Repeat the rows below, switching each "green jersey" to "blue jersey" and changing nothing else. Leave out the pictures.

★ ★ ★ ★

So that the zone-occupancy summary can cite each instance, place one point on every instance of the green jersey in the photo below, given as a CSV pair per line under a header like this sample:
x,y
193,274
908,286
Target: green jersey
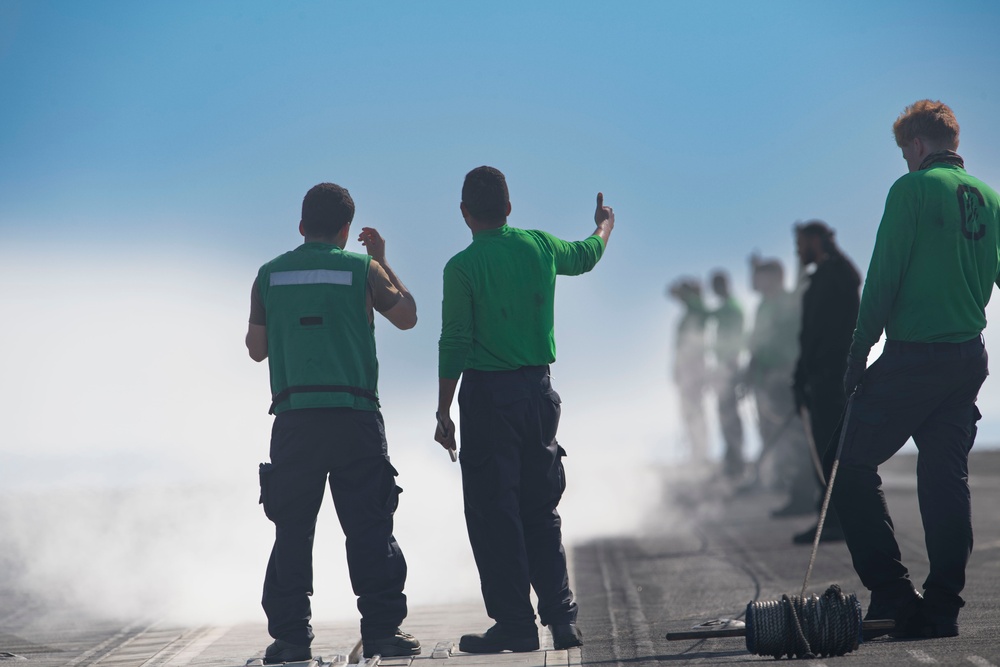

★ ★ ★ ★

* _Answer for the task_
So that the zone-occupancy summary can cite each instance, place one point on every instance of the blue jersey in the photo below, given as a CSV pair per line under a header like this sample:
x,y
193,274
908,286
Target: blue jersey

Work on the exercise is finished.